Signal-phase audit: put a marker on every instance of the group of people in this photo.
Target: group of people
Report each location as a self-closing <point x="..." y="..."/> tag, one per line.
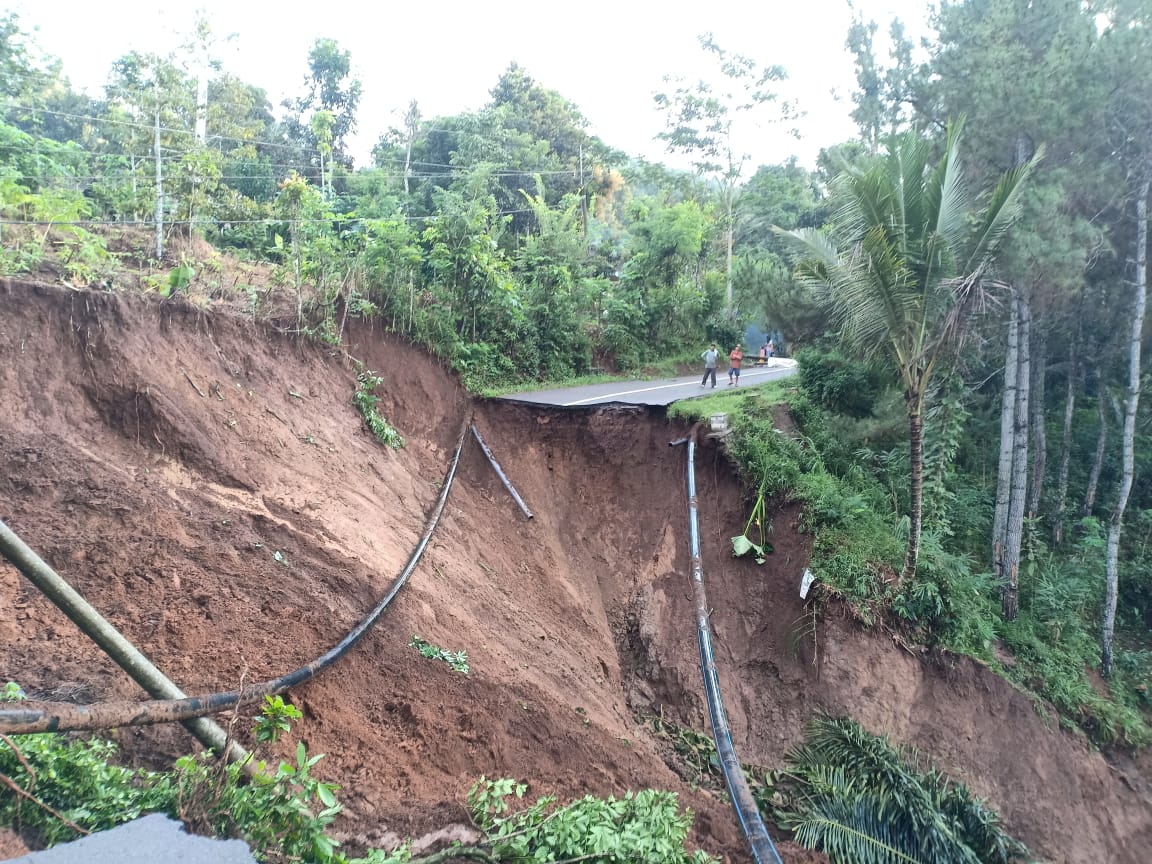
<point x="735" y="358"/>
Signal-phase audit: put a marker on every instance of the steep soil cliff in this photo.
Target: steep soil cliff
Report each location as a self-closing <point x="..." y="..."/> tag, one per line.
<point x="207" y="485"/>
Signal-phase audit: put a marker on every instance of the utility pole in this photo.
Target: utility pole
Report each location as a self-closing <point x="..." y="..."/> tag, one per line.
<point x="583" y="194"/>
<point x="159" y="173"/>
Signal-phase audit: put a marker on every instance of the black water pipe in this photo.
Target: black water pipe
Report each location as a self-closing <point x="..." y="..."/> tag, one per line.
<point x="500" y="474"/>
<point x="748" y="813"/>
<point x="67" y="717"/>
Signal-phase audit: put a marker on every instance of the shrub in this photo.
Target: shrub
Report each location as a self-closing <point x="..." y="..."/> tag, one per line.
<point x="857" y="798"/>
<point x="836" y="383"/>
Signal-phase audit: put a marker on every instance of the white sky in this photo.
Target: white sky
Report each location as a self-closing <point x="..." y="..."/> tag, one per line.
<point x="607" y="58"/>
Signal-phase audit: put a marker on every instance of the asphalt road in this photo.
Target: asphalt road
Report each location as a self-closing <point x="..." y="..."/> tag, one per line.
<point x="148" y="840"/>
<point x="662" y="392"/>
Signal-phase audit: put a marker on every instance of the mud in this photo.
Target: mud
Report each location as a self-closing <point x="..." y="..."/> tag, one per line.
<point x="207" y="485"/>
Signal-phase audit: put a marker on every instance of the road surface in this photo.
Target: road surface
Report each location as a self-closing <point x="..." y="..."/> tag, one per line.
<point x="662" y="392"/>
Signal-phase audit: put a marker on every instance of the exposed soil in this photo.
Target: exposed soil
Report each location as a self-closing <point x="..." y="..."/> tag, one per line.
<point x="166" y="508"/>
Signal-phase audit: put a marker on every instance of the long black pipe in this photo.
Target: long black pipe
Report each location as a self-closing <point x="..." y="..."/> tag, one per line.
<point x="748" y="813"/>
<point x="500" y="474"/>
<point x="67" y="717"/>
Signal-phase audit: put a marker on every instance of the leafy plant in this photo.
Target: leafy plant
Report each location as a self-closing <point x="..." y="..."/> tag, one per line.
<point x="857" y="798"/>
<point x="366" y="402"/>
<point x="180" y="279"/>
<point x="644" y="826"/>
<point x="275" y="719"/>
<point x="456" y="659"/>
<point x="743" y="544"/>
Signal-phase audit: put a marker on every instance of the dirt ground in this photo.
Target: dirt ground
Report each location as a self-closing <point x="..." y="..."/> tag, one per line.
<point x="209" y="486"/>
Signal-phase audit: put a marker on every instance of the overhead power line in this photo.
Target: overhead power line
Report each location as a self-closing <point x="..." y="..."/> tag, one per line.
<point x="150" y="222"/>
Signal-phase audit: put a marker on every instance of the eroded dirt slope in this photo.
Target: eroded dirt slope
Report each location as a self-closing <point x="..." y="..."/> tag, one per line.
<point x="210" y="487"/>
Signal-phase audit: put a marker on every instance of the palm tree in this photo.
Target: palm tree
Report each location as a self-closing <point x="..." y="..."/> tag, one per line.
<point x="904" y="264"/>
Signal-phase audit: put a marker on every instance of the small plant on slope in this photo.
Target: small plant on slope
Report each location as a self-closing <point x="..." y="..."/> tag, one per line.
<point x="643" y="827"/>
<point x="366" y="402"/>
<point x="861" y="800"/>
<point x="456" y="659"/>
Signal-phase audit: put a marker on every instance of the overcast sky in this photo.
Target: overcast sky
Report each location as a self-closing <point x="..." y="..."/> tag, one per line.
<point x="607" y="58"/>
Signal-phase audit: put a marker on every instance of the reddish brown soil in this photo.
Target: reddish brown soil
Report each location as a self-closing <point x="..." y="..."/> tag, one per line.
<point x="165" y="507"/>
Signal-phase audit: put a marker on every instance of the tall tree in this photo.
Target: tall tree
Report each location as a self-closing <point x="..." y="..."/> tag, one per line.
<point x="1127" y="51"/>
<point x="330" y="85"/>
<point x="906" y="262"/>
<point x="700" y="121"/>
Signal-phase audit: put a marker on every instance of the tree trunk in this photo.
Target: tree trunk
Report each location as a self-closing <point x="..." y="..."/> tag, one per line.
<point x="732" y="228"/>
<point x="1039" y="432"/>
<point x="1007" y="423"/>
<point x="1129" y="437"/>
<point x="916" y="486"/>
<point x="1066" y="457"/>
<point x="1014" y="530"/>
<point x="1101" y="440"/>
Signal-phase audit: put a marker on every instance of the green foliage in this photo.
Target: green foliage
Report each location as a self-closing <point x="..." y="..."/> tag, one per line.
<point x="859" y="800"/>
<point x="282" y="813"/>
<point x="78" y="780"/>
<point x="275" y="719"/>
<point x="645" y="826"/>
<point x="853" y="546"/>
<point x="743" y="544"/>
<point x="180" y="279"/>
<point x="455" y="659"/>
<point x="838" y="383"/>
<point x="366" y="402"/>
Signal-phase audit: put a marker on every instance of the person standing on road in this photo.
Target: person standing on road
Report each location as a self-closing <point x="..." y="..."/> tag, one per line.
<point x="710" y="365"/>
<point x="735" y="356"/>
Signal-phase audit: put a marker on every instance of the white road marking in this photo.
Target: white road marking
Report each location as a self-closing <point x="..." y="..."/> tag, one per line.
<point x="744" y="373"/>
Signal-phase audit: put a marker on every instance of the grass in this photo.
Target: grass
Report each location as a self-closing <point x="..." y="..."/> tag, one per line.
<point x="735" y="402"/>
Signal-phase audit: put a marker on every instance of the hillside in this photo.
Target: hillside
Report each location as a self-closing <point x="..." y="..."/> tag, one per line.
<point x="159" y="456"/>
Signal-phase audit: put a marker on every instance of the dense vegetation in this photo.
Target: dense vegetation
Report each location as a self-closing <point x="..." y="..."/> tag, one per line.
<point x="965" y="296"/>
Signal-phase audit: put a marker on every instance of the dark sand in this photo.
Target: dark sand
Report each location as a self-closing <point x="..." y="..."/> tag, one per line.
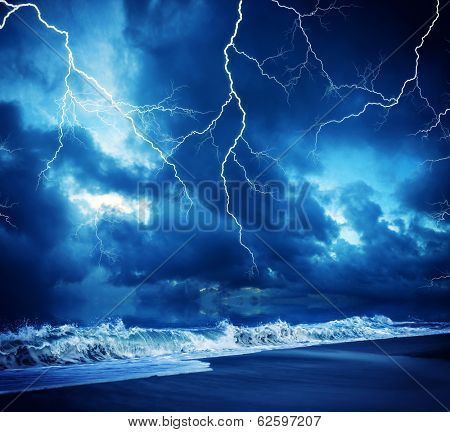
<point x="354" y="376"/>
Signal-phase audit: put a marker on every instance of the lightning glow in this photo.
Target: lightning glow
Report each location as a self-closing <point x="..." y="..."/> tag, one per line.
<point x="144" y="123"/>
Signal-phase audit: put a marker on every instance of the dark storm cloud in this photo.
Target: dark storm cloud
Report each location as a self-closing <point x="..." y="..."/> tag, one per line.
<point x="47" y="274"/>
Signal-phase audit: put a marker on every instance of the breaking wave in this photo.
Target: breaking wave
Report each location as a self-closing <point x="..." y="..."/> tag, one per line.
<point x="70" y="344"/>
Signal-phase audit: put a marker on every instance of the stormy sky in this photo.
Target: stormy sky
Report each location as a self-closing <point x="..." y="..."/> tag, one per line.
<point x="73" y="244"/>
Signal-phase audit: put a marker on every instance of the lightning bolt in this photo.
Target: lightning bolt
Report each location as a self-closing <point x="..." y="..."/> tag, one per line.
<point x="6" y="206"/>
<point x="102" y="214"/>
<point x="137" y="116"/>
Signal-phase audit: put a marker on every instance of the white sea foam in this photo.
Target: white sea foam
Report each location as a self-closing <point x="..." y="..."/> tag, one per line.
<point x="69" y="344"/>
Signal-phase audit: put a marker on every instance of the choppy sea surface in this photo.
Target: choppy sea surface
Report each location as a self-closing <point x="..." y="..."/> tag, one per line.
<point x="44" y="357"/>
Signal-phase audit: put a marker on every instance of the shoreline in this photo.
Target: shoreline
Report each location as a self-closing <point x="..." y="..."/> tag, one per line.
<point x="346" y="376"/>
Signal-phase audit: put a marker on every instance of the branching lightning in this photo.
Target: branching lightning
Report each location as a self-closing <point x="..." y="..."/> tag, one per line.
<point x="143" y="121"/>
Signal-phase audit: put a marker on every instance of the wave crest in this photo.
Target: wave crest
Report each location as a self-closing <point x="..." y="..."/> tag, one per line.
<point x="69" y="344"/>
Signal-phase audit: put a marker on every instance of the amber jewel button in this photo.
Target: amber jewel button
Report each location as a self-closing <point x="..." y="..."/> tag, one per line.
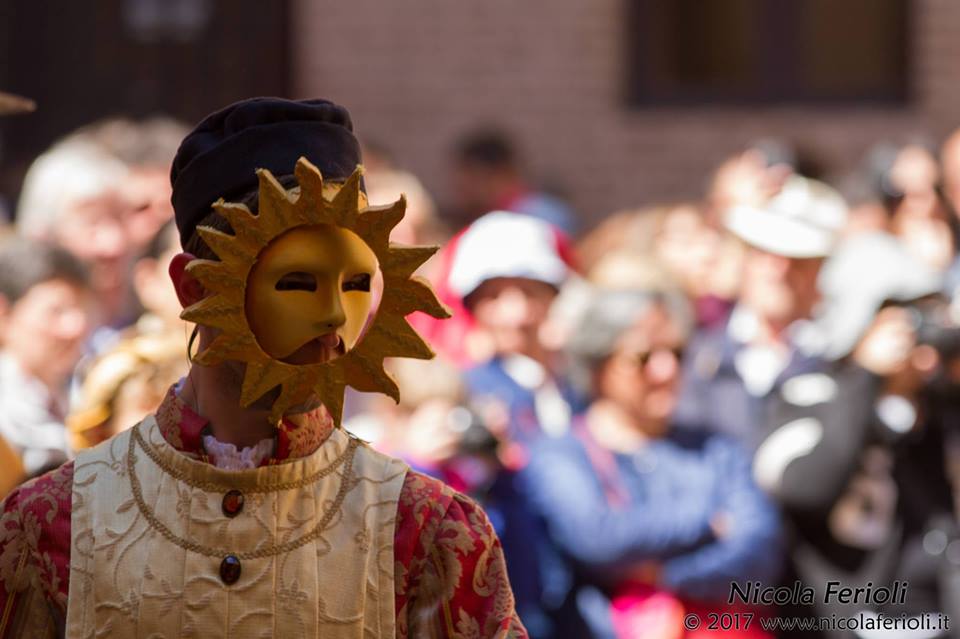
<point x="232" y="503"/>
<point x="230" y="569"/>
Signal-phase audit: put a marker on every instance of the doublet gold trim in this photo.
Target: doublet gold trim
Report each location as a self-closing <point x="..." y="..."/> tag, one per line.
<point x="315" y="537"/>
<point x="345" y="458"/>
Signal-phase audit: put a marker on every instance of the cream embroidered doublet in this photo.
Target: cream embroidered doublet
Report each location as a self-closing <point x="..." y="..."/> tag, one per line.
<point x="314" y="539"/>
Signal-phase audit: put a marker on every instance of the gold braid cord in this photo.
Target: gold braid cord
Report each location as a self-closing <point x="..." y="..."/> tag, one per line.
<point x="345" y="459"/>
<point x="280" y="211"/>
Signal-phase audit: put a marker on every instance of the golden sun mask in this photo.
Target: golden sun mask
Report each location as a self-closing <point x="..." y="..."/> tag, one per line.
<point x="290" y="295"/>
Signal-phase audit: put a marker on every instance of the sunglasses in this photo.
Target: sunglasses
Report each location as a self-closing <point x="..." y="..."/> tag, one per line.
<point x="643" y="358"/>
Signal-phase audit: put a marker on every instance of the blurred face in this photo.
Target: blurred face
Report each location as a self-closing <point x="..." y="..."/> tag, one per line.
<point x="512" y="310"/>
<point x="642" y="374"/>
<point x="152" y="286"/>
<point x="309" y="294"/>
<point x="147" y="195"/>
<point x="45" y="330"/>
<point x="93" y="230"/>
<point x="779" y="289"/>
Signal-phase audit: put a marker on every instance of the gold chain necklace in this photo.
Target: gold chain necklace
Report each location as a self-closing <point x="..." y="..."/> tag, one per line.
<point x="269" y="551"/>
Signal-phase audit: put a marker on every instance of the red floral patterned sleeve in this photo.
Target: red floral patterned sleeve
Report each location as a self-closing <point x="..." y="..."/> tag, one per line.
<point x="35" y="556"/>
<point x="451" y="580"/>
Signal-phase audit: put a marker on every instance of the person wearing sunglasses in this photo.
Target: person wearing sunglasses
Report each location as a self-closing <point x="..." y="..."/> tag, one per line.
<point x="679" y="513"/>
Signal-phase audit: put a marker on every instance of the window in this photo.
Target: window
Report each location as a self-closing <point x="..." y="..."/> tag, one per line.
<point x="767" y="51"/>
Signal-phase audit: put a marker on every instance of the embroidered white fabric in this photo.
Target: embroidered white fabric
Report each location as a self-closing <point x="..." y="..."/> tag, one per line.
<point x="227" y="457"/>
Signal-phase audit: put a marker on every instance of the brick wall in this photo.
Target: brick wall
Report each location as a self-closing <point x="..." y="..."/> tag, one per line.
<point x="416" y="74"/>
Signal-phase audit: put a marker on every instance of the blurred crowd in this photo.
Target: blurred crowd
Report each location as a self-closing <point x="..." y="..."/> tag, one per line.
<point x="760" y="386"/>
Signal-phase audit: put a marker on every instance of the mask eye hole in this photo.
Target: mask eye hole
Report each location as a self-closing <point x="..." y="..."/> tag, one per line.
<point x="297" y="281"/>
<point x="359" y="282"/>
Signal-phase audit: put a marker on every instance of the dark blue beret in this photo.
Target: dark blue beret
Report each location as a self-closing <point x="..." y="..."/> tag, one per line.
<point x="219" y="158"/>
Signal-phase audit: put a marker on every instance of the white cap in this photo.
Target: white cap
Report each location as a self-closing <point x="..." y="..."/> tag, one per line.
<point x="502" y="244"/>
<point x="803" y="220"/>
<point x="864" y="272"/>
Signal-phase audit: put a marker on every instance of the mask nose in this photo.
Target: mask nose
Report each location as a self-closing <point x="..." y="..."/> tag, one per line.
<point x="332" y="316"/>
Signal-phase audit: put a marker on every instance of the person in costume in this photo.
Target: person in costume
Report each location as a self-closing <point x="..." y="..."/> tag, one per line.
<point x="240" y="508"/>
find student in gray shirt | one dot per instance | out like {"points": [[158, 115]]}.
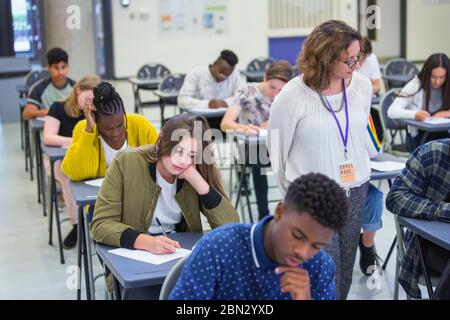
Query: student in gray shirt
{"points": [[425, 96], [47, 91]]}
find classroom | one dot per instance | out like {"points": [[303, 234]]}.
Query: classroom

= Exercise requirements =
State only how many lines above contain "floral".

= Expected answer =
2